Q183 Lord Hamilton of Epsom:
They are not spending as much money as us.
Professor Lieven: No, but then they do not need
to, in terms of purchasing power.
Q184 Lord Hamilton of Epsom:
If I can just pick that up, we could beat them in a conventional
war tomorrow.
Professor Lieven: I do not think so.
Q185 Lord Hamilton of Epsom:
We certainly could, because our technology is miles ahead of theirs.
Professor Lieven: Who would we beat them with?
Q186 Lord Hamilton of Epsom:
We would beat them in the air because our avionics are just of
a different dimension.
Professor Lieven: It is a question of where
we fight them. That was my whole point about borders.
Q187 Lord Hamilton of Epsom:
Wars are won in the air.
Professor Lieven: I happen to have just been
reading Robert Pape's book about air power and I have to say that
I think the historical evidence suggests that is a very questionable
proposition. The point is that on the ground ... Firstly, let
me say very clearlyI warned against catastrophismI
do not think we are going to fight them.
Q188 Lord Hamilton of Epsom:
I am not saying that but I am just saying, in terms of our relative
military positions, we could beat them.

--------------------------------

§ **Exercise directions**
Reproduce the committee exchange on relative military strength above in full, word for word.

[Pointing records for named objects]
--------------------------------

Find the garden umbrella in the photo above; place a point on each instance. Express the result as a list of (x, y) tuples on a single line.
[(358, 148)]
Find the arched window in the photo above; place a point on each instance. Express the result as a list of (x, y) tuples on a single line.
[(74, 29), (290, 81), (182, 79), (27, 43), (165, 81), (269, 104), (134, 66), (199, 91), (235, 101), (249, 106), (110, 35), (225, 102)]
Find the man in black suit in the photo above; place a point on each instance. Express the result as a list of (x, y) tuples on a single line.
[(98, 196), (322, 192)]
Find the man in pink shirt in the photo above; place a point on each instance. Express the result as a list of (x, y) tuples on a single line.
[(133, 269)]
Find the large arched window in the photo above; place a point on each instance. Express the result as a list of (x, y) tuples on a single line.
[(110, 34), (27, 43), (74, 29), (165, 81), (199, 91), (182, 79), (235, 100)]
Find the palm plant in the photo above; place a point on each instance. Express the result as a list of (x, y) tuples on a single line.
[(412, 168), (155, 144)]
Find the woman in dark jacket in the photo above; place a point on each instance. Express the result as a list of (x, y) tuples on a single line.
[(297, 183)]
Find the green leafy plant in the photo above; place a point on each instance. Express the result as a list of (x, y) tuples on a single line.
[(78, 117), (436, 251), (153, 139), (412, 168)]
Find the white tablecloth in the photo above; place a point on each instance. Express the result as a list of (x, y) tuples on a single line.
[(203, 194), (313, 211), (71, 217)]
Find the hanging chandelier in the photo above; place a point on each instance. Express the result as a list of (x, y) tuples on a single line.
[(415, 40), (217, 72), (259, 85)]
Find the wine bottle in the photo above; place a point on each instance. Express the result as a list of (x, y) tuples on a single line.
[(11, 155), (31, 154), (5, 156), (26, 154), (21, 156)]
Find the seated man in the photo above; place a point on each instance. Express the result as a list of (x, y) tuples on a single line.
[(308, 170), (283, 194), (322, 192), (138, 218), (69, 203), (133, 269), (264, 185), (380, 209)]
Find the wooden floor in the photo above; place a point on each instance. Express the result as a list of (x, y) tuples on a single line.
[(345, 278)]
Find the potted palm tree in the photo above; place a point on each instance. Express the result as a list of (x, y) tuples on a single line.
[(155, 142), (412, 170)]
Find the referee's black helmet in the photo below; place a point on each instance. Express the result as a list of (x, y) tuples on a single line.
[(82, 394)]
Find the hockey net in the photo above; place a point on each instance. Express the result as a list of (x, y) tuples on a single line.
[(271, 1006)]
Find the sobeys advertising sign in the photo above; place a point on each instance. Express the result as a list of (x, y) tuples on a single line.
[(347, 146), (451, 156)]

--------------------------------

§ **Output for this task**
Q183 Lord Hamilton of Epsom:
They are not spending as much money as us.
Professor Lieven: No, but then they do not need
to, in terms of purchasing power.
Q184 Lord Hamilton of Epsom:
If I can just pick that up, we could beat them in a conventional
war tomorrow.
Professor Lieven: I do not think so.
Q185 Lord Hamilton of Epsom:
We certainly could, because our technology is miles ahead of theirs.
Professor Lieven: Who would we beat them with?
Q186 Lord Hamilton of Epsom:
We would beat them in the air because our avionics are just of
a different dimension.
Professor Lieven: It is a question of where
we fight them. That was my whole point about borders.
Q187 Lord Hamilton of Epsom:
Wars are won in the air.
Professor Lieven: I happen to have just been
reading Robert Pape's book about air power and I have to say that
I think the historical evidence suggests that is a very questionable
proposition. The point is that on the ground ... Firstly, let
me say very clearlyI warned against catastrophismI
do not think we are going to fight them.
Q188 Lord Hamilton of Epsom:
I am not saying that but I am just saying, in terms of our relative
military positions, we could beat them.